= EXERCISE =
Only the lines below between the ones containing "spot the range hood" and "spot the refrigerator door handle", inclusive, are to be reproduced, each exactly as it stands.

--*--

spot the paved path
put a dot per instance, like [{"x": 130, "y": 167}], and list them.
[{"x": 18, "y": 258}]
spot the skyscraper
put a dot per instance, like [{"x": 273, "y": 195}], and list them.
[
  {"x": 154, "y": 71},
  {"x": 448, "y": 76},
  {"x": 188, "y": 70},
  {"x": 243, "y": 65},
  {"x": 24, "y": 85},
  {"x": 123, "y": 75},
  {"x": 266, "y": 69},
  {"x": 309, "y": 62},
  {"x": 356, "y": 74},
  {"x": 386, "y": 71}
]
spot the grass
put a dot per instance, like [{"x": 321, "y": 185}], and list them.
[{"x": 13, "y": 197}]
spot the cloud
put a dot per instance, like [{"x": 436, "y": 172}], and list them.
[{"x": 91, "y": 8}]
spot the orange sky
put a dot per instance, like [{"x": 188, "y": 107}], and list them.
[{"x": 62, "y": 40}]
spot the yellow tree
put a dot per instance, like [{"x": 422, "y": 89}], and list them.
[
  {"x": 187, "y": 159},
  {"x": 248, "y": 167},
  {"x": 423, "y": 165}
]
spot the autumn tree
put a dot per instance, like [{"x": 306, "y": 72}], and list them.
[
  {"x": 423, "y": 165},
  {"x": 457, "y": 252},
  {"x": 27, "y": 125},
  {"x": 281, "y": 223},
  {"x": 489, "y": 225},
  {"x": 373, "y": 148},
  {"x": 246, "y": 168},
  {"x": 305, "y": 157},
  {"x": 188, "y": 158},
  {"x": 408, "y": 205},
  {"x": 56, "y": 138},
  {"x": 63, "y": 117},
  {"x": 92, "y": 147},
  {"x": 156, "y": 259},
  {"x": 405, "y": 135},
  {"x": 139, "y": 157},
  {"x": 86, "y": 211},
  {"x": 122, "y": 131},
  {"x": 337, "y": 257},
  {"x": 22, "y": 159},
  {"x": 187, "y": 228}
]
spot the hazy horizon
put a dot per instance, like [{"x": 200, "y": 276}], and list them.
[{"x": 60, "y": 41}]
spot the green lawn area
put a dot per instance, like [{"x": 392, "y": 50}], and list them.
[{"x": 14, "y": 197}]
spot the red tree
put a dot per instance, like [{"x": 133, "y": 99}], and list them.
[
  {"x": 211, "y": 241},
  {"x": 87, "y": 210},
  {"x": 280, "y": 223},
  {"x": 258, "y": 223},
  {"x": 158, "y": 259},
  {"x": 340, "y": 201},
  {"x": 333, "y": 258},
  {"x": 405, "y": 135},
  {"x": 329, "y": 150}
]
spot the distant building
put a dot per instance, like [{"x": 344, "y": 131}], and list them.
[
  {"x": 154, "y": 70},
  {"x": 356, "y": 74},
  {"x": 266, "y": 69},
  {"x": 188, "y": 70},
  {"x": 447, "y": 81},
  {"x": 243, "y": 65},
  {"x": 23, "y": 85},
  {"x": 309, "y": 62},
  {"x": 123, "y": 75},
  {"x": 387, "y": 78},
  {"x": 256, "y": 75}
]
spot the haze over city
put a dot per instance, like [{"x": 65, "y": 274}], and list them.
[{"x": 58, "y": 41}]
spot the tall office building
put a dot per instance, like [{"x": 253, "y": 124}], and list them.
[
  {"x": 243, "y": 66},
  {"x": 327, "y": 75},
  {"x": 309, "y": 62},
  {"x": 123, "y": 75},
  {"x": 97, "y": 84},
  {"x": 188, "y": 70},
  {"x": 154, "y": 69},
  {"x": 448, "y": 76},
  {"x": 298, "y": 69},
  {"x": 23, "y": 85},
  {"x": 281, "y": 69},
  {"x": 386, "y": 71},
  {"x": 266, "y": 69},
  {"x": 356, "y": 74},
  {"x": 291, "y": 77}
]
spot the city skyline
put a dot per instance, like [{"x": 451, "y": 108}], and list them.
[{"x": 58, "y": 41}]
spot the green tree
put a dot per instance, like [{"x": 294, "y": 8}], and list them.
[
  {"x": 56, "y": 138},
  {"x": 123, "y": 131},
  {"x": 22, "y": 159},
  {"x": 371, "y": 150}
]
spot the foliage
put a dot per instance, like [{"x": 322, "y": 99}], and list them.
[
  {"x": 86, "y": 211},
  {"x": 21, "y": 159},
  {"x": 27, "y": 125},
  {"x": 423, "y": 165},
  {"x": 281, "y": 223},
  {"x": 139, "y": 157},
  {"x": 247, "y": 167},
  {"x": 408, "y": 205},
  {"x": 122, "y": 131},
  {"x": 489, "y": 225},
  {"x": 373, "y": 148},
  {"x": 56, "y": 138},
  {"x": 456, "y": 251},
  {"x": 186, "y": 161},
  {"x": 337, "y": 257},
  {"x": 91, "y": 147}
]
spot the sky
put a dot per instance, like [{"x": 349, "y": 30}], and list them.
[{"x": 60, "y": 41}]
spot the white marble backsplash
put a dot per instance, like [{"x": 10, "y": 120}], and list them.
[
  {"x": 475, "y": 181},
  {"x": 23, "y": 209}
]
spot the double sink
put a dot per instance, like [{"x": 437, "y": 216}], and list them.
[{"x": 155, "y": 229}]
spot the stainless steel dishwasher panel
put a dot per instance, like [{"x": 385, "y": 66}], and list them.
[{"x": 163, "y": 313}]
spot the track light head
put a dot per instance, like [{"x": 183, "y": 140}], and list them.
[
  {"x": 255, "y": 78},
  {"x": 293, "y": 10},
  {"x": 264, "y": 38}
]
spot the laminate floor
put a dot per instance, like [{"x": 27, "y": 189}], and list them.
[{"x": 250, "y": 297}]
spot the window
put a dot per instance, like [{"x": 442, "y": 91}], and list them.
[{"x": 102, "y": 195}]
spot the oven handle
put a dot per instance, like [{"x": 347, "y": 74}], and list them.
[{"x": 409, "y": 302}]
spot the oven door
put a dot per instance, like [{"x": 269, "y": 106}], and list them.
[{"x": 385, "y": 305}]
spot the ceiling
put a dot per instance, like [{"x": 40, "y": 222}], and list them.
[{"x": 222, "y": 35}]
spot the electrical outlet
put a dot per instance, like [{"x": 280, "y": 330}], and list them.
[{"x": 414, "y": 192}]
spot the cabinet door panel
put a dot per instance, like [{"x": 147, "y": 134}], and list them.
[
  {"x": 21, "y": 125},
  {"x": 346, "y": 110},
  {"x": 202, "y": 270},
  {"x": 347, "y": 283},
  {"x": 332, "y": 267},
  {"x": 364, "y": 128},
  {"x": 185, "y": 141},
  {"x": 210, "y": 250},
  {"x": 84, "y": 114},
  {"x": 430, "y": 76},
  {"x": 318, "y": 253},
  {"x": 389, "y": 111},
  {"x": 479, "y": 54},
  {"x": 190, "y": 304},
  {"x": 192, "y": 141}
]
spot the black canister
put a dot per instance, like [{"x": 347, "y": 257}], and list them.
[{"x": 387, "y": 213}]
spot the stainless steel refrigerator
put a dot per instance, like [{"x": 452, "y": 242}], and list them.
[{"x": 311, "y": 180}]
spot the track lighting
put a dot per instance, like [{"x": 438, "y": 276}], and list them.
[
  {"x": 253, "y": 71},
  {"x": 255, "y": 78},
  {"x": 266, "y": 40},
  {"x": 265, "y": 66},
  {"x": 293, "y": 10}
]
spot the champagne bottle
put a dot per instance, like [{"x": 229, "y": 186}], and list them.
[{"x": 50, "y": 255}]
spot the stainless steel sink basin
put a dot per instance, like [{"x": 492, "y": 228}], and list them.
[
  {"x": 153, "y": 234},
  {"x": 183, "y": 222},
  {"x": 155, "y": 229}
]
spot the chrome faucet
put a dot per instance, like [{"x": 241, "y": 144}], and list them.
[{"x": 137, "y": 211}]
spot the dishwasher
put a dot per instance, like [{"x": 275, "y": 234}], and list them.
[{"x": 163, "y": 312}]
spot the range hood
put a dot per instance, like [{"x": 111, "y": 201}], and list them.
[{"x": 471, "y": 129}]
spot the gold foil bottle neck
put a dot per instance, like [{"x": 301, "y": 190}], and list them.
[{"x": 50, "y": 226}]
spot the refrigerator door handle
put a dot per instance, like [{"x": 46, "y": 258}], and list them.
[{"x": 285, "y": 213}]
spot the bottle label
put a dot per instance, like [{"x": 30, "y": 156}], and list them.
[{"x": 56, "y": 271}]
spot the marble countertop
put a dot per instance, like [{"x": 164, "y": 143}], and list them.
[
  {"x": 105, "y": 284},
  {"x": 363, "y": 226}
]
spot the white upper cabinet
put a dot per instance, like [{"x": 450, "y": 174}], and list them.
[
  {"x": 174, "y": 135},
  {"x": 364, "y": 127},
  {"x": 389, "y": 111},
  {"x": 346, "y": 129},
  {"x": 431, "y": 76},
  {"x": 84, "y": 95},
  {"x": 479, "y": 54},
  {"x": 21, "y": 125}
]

--*--

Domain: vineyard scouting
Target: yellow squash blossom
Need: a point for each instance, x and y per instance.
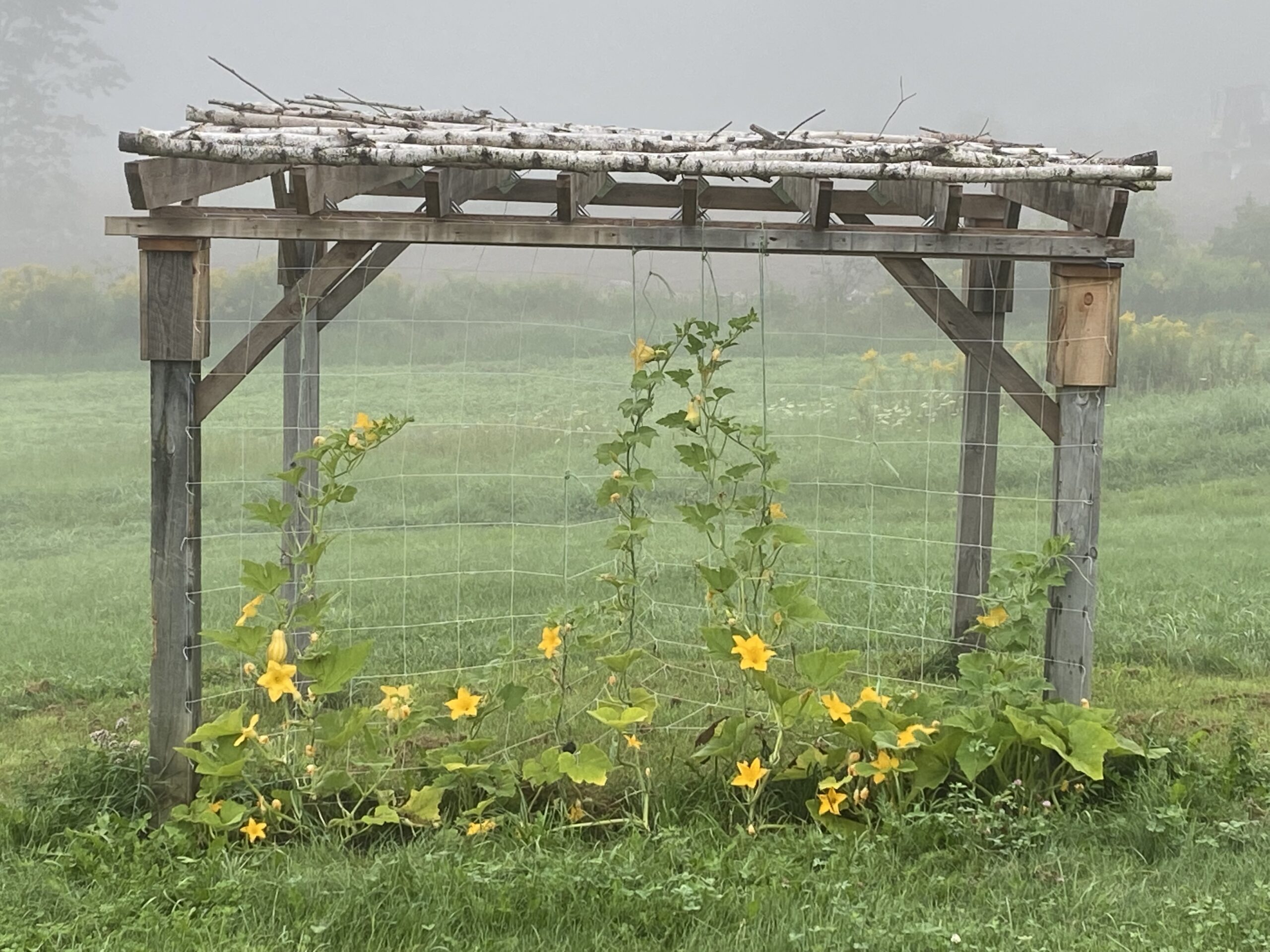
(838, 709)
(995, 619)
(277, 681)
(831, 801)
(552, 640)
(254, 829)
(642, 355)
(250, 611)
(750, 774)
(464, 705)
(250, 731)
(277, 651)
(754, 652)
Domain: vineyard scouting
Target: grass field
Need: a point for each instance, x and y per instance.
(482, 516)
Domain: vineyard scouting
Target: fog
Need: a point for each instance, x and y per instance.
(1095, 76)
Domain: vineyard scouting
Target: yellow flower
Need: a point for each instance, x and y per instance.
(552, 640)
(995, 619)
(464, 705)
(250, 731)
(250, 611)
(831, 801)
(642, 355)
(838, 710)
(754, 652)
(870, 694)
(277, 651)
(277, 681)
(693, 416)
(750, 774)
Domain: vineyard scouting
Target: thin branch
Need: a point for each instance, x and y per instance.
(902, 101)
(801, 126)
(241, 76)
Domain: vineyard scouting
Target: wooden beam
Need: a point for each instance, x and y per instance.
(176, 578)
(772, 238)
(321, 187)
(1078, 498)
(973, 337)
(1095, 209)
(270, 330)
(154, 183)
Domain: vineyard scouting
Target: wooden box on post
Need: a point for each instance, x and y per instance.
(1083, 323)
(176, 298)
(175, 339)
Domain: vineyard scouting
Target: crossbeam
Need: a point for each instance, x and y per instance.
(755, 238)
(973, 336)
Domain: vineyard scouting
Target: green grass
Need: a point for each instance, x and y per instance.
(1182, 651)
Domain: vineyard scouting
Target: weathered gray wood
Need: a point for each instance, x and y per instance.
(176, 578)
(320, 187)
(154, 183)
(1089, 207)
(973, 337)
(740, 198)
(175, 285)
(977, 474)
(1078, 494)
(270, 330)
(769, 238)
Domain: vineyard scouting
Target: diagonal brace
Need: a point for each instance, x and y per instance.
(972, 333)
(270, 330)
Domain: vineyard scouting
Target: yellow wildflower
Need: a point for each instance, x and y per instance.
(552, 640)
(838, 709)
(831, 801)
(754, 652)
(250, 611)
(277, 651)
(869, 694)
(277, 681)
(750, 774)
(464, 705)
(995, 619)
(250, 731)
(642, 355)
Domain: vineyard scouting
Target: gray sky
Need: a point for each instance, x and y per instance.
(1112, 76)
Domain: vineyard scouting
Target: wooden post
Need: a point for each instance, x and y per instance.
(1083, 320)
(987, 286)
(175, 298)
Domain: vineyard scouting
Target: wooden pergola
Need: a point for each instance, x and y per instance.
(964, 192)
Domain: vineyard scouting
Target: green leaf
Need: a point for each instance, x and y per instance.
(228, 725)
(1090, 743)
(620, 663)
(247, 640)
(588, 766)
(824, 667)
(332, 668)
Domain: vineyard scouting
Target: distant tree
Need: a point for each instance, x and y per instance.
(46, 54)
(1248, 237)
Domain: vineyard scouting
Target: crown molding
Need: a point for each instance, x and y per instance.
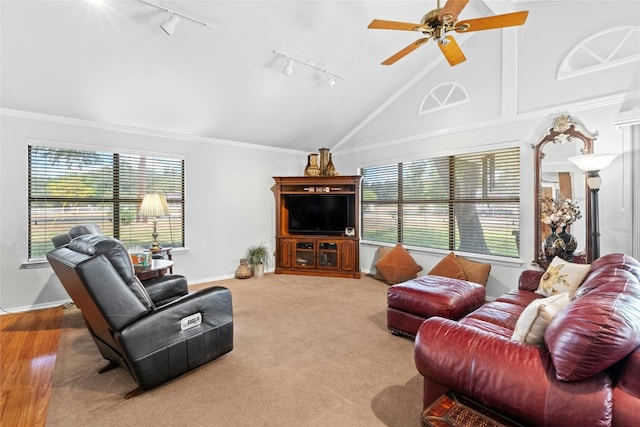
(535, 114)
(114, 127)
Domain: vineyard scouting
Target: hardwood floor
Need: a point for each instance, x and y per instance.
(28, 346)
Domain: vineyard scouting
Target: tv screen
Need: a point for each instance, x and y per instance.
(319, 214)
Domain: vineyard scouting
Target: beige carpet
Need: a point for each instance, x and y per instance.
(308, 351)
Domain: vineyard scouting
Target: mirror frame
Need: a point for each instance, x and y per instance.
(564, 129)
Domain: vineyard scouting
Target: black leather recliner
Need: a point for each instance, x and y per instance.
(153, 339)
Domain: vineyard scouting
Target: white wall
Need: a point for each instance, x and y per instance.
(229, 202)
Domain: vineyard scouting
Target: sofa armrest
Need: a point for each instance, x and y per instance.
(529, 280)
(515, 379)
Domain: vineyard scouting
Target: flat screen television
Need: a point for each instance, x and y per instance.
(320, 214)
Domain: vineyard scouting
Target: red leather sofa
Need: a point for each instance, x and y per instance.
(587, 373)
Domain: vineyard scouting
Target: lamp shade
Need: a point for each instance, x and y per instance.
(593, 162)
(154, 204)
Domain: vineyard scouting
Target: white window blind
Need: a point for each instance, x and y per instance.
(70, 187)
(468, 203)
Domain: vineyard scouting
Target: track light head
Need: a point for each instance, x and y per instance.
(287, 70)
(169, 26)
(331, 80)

--*--

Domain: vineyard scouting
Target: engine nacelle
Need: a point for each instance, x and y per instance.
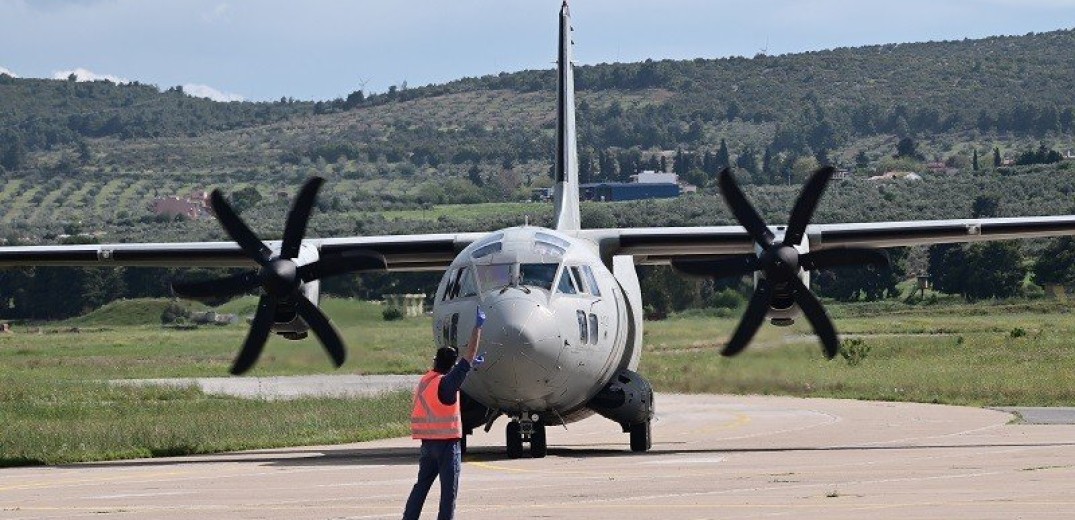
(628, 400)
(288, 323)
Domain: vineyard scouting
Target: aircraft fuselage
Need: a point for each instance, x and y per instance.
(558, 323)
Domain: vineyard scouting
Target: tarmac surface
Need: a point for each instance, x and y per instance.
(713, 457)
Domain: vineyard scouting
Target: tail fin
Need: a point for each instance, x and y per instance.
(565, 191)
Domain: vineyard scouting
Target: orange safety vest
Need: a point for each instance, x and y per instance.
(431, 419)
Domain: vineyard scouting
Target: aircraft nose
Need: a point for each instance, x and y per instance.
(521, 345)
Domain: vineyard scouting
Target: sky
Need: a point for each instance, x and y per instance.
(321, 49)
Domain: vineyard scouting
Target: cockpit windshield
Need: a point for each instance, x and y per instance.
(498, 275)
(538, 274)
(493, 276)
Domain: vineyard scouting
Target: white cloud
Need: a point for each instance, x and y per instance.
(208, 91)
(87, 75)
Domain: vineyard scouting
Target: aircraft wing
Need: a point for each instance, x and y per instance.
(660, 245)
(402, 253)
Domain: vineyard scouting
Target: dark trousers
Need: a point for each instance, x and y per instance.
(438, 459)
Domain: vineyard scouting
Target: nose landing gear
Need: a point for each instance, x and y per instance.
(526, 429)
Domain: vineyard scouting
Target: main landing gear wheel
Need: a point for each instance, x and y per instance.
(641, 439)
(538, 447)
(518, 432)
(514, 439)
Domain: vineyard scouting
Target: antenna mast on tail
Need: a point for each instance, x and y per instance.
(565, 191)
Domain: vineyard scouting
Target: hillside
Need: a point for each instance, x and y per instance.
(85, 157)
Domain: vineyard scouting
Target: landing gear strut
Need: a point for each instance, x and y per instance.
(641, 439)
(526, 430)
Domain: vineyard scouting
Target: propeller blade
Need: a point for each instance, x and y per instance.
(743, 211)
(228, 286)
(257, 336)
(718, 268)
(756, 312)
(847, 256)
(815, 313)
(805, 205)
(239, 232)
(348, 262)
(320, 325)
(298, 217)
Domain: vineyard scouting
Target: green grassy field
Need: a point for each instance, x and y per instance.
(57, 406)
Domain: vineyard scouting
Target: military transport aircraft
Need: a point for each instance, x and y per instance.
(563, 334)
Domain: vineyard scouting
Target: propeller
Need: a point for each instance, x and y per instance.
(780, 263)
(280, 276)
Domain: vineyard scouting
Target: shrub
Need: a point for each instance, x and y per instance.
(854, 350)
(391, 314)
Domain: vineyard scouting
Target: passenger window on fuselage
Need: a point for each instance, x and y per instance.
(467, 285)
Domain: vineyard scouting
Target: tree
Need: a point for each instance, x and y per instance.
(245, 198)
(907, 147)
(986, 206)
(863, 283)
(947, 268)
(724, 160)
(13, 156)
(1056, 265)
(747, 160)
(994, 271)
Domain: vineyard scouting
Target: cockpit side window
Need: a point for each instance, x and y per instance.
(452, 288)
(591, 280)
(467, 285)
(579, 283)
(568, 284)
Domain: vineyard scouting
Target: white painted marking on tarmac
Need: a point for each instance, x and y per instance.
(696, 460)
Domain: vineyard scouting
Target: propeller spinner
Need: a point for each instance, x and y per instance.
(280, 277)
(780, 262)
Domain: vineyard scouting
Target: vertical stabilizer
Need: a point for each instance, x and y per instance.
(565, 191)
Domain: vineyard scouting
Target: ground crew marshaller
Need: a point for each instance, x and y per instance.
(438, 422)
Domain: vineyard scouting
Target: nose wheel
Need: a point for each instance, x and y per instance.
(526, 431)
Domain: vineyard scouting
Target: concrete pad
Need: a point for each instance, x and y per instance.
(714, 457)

--*--

= OUTPUT FOR THIS TASK =
spot the range hood
put a dot per instance, like [{"x": 111, "y": 201}], and list them.
[{"x": 471, "y": 129}]
spot the gold foil bottle neck
put a dot per instance, like [{"x": 301, "y": 190}], and list them.
[{"x": 50, "y": 226}]
spot the refrigerator door handle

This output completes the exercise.